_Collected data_
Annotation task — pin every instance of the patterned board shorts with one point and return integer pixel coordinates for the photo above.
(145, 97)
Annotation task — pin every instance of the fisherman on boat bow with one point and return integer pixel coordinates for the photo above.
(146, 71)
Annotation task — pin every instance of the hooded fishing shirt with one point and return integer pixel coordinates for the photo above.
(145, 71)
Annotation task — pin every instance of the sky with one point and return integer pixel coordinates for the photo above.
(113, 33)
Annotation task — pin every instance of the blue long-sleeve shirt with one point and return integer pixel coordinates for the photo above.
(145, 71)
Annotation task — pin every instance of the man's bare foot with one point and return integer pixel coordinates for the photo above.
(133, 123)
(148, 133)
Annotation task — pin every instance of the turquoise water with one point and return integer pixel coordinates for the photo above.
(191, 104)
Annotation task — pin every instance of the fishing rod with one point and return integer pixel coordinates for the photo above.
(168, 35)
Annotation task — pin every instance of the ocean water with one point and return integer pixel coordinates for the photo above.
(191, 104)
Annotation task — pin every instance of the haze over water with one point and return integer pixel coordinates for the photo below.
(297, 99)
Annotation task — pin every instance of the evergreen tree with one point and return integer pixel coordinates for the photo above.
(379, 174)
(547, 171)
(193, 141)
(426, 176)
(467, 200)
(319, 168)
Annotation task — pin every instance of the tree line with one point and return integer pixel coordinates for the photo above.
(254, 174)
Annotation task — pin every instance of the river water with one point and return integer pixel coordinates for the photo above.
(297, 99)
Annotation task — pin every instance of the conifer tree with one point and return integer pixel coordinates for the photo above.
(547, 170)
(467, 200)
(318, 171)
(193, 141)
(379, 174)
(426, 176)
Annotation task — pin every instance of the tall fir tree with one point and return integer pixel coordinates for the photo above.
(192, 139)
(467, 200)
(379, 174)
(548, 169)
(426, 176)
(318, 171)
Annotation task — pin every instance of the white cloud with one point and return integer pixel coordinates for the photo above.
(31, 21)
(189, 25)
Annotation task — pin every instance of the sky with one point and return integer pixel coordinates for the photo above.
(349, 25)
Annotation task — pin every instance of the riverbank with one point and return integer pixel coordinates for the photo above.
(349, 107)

_WHAT TO WORK ON_
The records above should be repeated word for word.

_RESPONSE_
Annotation task — pin every instance of the patterned board shorts with one point and return integer pixel coordinates for the photo above.
(145, 97)
Annotation task — pin every instance of the fisherman on boat bow with one point and return integer pixel coordinates for the photo above.
(146, 71)
Annotation task — pin every instance of the hooded fishing shirt with one point and return integer pixel coordinates for the photo above.
(145, 71)
Annotation task — pin every instance of the sky with one point and return integer pixel coordinates for the photo above.
(113, 33)
Annotation task — pin every instance of the blue long-sleeve shirt with one point and return integer pixel coordinates for the photo above.
(145, 71)
Annotation task — pin every instance of the man's bare foot with one point and return integer pixel coordinates for the photo above.
(133, 123)
(148, 133)
Annotation task — pin every instance of the turquoise water with one point and return integer pixel coordinates for the photo above.
(191, 104)
Annotation task — pin every instance of the fishing rod with one point and return integer pixel coordinates for the photo above.
(168, 35)
Annotation task — pin every instance of the ocean water with one point and return integer pixel coordinates for the photo above.
(191, 104)
Annotation task — pin every instance of the haze over water with one point and return integer pixel coordinates for the photo below.
(297, 99)
Annotation task — pin every instance of the evergreen tree with one point and return integer pixel coordinates for the photo above.
(379, 174)
(547, 171)
(193, 141)
(426, 176)
(467, 200)
(319, 168)
Annotation task — pin every instance of the tree line with one point and return integer pixel coordinates for the photo above.
(254, 174)
Annotation task — pin every instance of the river water with one point and return integer pixel coordinates for the photo above.
(297, 99)
Annotation task — pin every instance of the conifer tree with one point and return integer pixel coordinates for the photo above.
(547, 170)
(467, 200)
(318, 171)
(193, 141)
(379, 174)
(426, 176)
Annotation task — pin every instance of the tall fir tree with one point and return integer pixel coordinates for the photo above.
(192, 139)
(467, 200)
(379, 174)
(548, 169)
(426, 176)
(318, 171)
Annotation task — pin every instance of the white cloud with one point and return integer pixel coordinates for the photo above.
(31, 21)
(189, 25)
Annotation task — pin every instance of the sky with one point and return integer pixel coordinates for the photo above.
(349, 25)
Annotation task — pin every instance of the riverbank with one point and return integer pixel coordinates for the photo above.
(349, 107)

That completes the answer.